● Task requirements
If a line in the records below holds the string "positive", count it, and state only the final count.

● Data listing
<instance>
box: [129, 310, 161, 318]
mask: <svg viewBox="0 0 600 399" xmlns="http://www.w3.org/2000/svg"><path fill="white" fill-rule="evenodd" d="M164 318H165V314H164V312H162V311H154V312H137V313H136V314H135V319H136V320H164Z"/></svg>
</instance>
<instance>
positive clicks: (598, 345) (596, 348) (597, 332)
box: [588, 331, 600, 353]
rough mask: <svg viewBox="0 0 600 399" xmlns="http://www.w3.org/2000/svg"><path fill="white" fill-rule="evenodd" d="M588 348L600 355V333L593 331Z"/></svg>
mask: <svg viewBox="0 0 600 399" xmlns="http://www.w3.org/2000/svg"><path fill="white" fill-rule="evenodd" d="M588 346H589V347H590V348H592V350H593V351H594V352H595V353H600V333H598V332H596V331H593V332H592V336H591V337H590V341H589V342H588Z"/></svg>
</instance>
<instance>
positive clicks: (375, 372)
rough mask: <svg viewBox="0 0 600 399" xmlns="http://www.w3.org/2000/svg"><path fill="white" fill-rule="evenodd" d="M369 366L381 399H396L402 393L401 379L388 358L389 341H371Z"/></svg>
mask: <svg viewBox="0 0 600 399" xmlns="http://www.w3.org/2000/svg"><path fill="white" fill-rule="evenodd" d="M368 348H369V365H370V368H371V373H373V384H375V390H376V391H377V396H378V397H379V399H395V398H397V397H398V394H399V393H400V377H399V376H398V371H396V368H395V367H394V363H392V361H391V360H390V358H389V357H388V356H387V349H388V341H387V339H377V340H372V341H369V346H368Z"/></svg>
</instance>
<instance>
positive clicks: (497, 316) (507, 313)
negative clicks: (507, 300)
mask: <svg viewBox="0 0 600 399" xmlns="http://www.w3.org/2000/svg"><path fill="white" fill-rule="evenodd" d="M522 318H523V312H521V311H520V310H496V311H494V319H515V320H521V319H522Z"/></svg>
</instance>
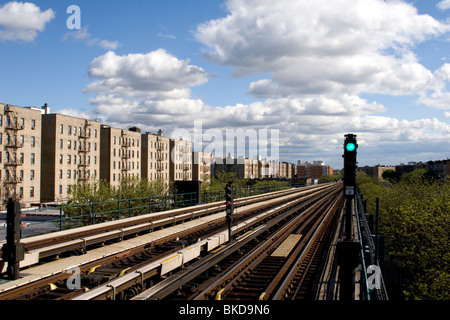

● Result below
3